▸ **WHAT TO WORK ON**: Reproduce verbatim the stretch of the data below that starts with the line containing "of the girl's" and continues through the end of the data, including both of those ends.

BEGIN ENTRIES

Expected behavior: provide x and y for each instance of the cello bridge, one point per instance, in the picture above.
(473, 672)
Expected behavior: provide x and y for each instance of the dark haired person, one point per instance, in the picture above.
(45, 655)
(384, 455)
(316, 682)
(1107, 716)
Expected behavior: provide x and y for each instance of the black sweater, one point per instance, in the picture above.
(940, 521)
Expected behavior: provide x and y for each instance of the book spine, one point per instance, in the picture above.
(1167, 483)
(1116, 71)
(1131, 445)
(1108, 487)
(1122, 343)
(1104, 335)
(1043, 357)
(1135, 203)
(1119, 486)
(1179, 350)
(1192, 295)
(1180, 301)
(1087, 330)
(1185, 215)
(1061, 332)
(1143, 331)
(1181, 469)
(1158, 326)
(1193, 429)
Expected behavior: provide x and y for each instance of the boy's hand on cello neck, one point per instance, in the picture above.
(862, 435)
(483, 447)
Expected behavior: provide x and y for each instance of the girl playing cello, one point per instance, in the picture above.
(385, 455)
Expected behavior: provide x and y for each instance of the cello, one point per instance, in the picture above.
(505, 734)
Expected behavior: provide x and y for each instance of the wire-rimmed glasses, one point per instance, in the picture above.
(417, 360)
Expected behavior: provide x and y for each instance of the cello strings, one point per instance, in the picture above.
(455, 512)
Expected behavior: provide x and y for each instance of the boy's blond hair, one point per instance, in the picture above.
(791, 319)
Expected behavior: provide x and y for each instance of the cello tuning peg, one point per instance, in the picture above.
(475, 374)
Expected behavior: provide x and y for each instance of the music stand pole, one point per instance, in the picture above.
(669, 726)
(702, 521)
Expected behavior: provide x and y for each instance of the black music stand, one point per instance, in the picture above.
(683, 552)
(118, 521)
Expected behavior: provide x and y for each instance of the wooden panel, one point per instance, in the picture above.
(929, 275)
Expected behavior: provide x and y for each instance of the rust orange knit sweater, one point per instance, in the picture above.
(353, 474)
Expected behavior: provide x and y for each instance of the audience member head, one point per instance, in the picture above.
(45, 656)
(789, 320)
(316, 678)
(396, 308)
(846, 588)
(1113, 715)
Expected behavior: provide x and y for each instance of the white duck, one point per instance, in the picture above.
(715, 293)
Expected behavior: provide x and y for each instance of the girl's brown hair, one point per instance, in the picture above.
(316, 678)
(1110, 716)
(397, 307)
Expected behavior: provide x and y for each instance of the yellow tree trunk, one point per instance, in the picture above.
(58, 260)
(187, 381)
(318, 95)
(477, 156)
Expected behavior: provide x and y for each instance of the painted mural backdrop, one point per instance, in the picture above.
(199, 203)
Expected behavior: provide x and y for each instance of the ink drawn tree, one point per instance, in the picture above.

END ENTRIES

▸ **RESPONSE**:
Expected behavior: provide x and y for each instance of the girl's brown hair, one point per instance, in the picture above.
(316, 678)
(1110, 716)
(397, 307)
Expected behavior: provide x and y for each instance of the yellow tree trunk, one point per instance, in the picture above.
(58, 260)
(187, 381)
(318, 95)
(477, 156)
Expected behavior: provide x and y for each instance of the painted mural backdrop, one point per instance, in the picture above.
(199, 203)
Expected behavior: provide x and y for each instance of the ink drawn tree, one point per instance, in the picture above.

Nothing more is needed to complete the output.